Quoted text —
★ ★ ★ ★ ★

Tuesday, December 09, 2008

Break out the Christmas Music! The Movies! The Cookies!

Well, it's that time of year. The time when the temperature drops, the snowflakes fall, the coffee shops bring out their festive specials, and the people at grocery stores with more purchases let you go before them in line at the checkout.

Christmastime is here.

My favorite part of Christmas has to be the movies, but who would not be able to figure that out? Every year there are specific movies that have to be watched. I don't always get to watch them all, but I always think about them and how magical they are.

Instead of just listing off my Top 10 Christmas Movie list, I've decided to do something fun.

I'm going to post a list of my top 10 by quotes from each movie and give you all about a week to guess which ones are which. Fun eh? Good Luck!

Stacy's Top 10 Christmas Movie List (in order of most favorite) :

1."I took a shower washing every body part with actual soap; including all my major crevices; including in between my toes and in my belly button which I never did before but sort of enjoyed. I washed my hair with adult formula shampoo and used cream rinse for that just-washed shine. I can't seem to find my toothbrush, so I'll pick one up when I go out today. Other than that, I'm in good shape. "

★ ★ ★ ★ ★

Given data —

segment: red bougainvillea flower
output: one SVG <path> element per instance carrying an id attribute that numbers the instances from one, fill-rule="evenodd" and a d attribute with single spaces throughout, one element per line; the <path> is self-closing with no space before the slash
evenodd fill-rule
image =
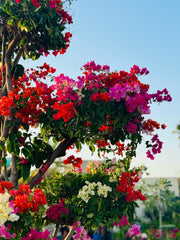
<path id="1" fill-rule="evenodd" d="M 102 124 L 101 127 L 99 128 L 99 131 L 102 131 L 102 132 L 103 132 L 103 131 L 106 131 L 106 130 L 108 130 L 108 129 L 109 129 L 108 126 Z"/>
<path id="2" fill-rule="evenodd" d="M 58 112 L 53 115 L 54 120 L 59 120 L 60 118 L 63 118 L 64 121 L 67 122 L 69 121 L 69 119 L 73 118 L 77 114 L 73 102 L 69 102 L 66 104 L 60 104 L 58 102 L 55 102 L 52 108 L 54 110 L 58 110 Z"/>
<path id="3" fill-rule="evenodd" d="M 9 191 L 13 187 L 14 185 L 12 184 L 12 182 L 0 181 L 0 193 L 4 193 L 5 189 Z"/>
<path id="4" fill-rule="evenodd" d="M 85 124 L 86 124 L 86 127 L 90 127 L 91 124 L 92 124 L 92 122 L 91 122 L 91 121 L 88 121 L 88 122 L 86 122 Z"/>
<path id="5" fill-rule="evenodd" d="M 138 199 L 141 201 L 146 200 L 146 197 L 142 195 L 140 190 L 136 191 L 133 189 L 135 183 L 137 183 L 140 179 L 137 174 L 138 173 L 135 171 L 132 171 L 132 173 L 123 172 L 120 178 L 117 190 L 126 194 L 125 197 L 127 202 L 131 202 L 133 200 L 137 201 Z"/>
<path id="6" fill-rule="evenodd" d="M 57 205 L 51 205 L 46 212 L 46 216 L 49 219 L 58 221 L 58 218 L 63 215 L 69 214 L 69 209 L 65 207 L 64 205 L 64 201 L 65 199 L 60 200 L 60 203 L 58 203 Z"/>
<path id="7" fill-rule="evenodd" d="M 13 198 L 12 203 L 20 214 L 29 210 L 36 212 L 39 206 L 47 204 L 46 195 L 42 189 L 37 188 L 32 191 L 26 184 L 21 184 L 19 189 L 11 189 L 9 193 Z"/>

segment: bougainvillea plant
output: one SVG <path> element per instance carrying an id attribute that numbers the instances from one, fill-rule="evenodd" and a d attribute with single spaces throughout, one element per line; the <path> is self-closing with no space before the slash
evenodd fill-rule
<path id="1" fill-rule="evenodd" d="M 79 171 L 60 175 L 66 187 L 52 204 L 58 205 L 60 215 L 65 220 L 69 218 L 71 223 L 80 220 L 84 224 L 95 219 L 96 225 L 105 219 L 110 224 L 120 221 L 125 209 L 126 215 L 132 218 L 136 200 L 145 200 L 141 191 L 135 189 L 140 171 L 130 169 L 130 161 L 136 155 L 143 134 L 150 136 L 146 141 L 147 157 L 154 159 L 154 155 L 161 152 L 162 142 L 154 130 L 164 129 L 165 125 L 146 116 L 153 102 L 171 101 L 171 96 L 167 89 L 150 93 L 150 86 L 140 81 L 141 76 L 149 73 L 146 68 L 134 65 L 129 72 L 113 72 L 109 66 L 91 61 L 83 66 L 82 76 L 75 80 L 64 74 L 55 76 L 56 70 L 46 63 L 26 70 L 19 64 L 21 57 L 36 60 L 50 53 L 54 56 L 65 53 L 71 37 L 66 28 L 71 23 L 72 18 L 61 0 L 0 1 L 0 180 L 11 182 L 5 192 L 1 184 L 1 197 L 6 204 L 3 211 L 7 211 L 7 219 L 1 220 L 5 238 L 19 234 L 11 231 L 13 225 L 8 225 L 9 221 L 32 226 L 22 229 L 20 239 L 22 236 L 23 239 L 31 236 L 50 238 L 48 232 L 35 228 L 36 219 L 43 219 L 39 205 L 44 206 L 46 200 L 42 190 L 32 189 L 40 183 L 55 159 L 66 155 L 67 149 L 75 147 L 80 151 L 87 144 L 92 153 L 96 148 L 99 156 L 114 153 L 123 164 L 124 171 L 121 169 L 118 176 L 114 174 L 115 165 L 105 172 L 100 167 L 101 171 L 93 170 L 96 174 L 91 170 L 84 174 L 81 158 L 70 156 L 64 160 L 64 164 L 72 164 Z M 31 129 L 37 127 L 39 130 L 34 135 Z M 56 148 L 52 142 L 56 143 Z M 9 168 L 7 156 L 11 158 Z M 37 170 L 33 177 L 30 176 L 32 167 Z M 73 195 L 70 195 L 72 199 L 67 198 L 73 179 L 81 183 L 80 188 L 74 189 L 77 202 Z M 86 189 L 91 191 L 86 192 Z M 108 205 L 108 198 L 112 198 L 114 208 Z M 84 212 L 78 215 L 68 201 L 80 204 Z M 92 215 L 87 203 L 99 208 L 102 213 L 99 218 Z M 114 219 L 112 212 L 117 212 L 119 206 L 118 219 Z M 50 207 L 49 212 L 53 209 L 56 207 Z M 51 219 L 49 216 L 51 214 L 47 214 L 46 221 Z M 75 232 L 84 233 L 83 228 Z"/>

★ ★ ★ ★ ★

Set tasks —
1) In the rows, switch "evenodd" to "nonzero" from the line with "102 124 L 101" up to and including the line with "58 112 L 53", leaving everything else unchanged, and return only those lines.
2) Please proceed with the Christmas movie post from where it stops.
The Christmas movie post and the rows have nothing to do with each other.

Responses for each task —
1)
<path id="1" fill-rule="nonzero" d="M 102 124 L 101 127 L 99 128 L 99 131 L 102 131 L 102 132 L 103 132 L 103 131 L 106 131 L 106 130 L 108 130 L 108 129 L 109 129 L 108 126 Z"/>
<path id="2" fill-rule="nonzero" d="M 58 112 L 53 115 L 54 120 L 59 120 L 60 118 L 63 118 L 64 121 L 67 122 L 69 121 L 69 119 L 73 118 L 77 114 L 73 102 L 69 102 L 66 104 L 60 104 L 58 102 L 55 102 L 52 108 L 54 110 L 58 110 Z"/>

2)
2. "You stink. You smell like beef and cheese! You don't smell like Santa. "

3. "Merry Christmas. Merry Christmas, Merry Christmas, Merry Christmas, kiss my ass. Kiss his ass. Kiss your ass. Happy Hanukkah."

4. "Ma'am, my feet are hardly touching the ground. I'm barely able to look over the counter. How can I make a reservation for a hotel room? Think about it. A kid coming into a hotel, making a reservation? I don't think so."

5. "Hiya kids. Here is an important message from your Uncle Bill. Don't buy drugs. Become a pop star, and they give you them for free."

6. "Look, Daddy. Teacher says, every time a bell rings an angel gets his wings."

7. "Iris, in the movies we have leading ladies and we have the best friend. You, I can tell, are a leading lady, but for some reason you are behaving like the best friend."

8. "No! No! I want an Official Red Ryder Carbine-Action Two-Hundred-Shot Range Model Air Rifle!"

9. "Resolution number one: obviously, will lose twenty pounds. Number two: will find nice sensible boyfriend and not continue to form romantic attachments to alcoholics, workaholics, peeping-toms, megalomaniacs, emotional fuckwits or perverts."

10. "Yippee-ki-yay, motherfucker."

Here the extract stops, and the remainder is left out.